Answer these questions about the post on Flashfire below, one per line, numbered 1., 2., 3.
1. In what year did Flashfire come out?
2. In which state are Parker's former partners planning their jewelry heist?
3. What is Lesley's occupation?

PASSAGE TO READ:
_ _ _
NB: A version of this post also appears on Existential Ennui.
With Backflash (1998), the second entry in the second run of Donald E. “Richard Stark” Westlake’s Parker novels, Westlake was firmly back in the Parker groove. It was a classic Parker heist tale: an intriguing target (a casino riverboat); a familiar crew; and a bloody aftermath. But there’s another type of Parker tale, one where the heist, if there even is one, isn’t the focus of the book; where Parker’s on the back foot, foiled at every turn, scrabbling to retrieve what he can from a foul-up: books like The Seventh, The Sour Lemon Score, Plunder Squad, and even, going right back to the beginning, Parker’s debut, The Hunter (1962), which opens with Parker double-crossed and penniless. And joining these, the third entry in the second block of Parkers: Parker #19, Flashfire (1999).
Flashfire has something else in common with The Hunter, too, in that we get to see Parker commit the kinds of crimes he prefers to avoid: small scores, taken down by himself, with the bare minimum of planning. Having been double-crossed (yet again) at the start of the novel, Parker finds himself in the position of needing to build up funds in order to get back at the heisters who’ve crossed him (and unwisely left him alive). And so he embarks on a trek across the States from Indiana to Florida—where his erstwhile compatriots are planning a jewelry heist—on the way robbing a gun shop, a check-cashing store, a drug-dealing operation, a movie theater, and a bunch of houses.
This is Parker in the raw: stripped of cohorts, brutally efficient, driven by the same two interlinked aims as in The Hunter: revenge, and getting what he’s owed. In the Parker series as a whole, it’s the big, flashy take-downs that tend to remain in the memory—a football game; an entire town; an entire island—but in their relatively quiet way, these short episodes are as good as anything else Westlake wrote for the Parkers: clipped, economical, the crimes all the more believable for their simplicity.
The irony is that while Parker carries off his crime spree successfully, he comes a cropper when attempting to secure new false ID, through sheer bad luck getting caught up in the middle of a bloody encounter that will ultimately see him shot and left for dead in the Everglades. That his salvation comes in the unlikely shape of a forty-year old estate agent named Lesley is just one of many surprising aspects of a book which confounds expectations at every turn.
_ _ _
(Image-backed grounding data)

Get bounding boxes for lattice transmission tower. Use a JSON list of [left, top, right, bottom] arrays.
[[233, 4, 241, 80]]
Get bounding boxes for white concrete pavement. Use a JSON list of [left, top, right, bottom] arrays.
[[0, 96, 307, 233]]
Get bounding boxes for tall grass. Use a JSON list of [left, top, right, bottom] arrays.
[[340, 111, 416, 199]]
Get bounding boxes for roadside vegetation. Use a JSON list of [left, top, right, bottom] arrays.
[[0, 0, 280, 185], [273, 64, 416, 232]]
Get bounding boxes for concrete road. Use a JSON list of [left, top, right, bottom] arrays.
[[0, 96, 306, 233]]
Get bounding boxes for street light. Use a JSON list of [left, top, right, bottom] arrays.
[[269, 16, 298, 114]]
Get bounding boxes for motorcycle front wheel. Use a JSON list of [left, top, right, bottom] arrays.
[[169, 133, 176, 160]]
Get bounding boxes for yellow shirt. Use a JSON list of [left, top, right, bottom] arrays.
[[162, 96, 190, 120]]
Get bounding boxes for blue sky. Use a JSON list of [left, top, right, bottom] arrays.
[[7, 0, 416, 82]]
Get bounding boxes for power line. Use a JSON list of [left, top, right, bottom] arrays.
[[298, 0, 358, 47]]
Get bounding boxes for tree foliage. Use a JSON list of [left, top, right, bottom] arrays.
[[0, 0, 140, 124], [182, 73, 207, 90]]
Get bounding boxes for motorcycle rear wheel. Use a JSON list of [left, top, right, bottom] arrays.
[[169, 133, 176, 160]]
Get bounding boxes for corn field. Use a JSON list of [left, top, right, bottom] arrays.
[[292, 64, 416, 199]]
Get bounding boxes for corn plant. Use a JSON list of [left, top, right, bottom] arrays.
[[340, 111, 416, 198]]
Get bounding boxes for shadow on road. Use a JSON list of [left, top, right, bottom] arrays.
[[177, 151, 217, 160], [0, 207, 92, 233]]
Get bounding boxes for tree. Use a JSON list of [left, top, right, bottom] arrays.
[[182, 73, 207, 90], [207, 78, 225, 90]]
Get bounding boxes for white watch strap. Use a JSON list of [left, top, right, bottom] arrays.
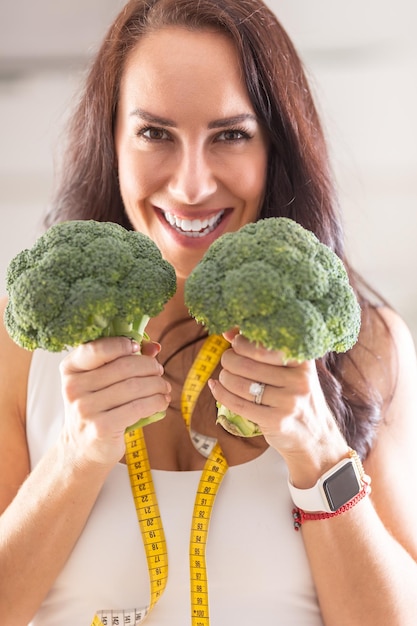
[[288, 479, 330, 511]]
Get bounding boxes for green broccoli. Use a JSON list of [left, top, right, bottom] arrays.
[[4, 220, 176, 425], [185, 217, 361, 436]]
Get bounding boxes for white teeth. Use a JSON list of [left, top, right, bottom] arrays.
[[164, 211, 224, 237]]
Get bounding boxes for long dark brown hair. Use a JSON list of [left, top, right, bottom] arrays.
[[45, 0, 386, 457]]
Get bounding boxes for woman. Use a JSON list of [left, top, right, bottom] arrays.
[[0, 0, 417, 626]]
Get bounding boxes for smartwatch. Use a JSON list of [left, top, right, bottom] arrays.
[[288, 458, 363, 513]]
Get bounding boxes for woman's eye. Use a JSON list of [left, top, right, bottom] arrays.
[[139, 126, 168, 141], [217, 129, 249, 142]]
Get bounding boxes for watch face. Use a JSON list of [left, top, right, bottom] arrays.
[[323, 462, 361, 511]]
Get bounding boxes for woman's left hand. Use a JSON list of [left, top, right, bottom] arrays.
[[207, 331, 348, 488]]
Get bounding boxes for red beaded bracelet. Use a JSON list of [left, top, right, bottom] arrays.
[[292, 482, 370, 532]]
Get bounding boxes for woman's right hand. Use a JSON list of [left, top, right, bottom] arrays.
[[60, 337, 171, 466]]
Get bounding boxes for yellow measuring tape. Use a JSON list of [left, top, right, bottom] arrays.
[[91, 335, 230, 626]]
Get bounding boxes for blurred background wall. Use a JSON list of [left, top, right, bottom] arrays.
[[0, 0, 417, 339]]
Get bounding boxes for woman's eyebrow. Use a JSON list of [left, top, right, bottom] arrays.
[[130, 108, 177, 127], [130, 108, 258, 129], [208, 113, 258, 128]]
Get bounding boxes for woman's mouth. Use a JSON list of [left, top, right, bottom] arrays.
[[163, 211, 224, 237]]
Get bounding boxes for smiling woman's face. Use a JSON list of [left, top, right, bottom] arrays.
[[115, 27, 268, 278]]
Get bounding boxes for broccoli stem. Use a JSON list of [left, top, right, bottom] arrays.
[[103, 315, 150, 345], [216, 403, 262, 437], [103, 315, 166, 432]]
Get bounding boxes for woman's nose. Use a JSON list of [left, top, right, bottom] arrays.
[[168, 147, 217, 204]]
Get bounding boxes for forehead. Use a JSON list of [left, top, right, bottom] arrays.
[[120, 27, 254, 116]]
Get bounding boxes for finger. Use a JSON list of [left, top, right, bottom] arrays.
[[231, 334, 300, 367], [219, 370, 274, 408], [61, 337, 140, 373], [221, 349, 301, 387], [77, 376, 171, 418], [140, 339, 161, 356]]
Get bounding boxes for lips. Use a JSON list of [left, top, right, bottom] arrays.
[[163, 211, 224, 237]]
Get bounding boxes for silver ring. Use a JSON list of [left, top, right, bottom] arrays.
[[249, 383, 265, 404]]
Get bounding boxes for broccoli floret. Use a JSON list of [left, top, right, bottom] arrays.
[[4, 220, 176, 423], [185, 217, 361, 436]]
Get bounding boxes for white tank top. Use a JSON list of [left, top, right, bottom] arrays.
[[27, 350, 323, 626]]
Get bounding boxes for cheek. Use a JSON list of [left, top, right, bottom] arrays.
[[118, 157, 158, 208], [234, 153, 267, 202]]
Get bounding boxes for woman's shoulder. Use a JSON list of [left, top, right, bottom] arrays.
[[345, 305, 416, 403]]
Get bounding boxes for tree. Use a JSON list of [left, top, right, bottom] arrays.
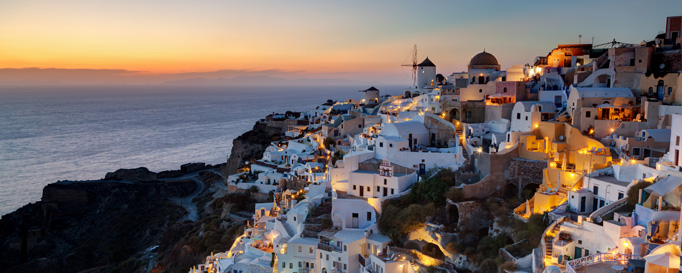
[[324, 137, 336, 148], [627, 182, 651, 208]]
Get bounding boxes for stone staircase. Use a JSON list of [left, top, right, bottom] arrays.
[[277, 218, 296, 237], [545, 224, 559, 257]]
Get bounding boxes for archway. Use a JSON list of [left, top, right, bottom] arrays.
[[594, 74, 611, 87], [447, 205, 459, 225], [521, 183, 540, 200], [498, 183, 519, 199], [656, 80, 665, 101], [421, 243, 445, 260], [450, 108, 460, 120]]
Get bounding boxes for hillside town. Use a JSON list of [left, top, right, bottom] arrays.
[[190, 16, 682, 273]]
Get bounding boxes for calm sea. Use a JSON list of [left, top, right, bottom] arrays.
[[0, 86, 399, 215]]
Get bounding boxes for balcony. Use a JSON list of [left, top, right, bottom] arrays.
[[317, 243, 342, 252]]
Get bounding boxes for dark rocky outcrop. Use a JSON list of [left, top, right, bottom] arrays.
[[223, 122, 282, 176], [104, 167, 156, 181], [0, 176, 197, 272]]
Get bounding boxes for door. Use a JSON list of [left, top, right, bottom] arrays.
[[592, 198, 599, 211], [573, 247, 583, 259], [656, 80, 665, 100]]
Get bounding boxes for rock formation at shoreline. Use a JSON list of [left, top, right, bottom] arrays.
[[0, 118, 282, 272]]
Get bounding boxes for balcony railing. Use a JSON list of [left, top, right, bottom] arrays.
[[566, 253, 642, 273], [317, 243, 341, 252]]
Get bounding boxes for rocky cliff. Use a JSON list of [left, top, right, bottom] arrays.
[[223, 122, 282, 176], [0, 173, 197, 272]]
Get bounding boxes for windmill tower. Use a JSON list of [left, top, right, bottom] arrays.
_ _ _
FINAL ANSWER:
1. 1999
2. Florida
3. Estate agent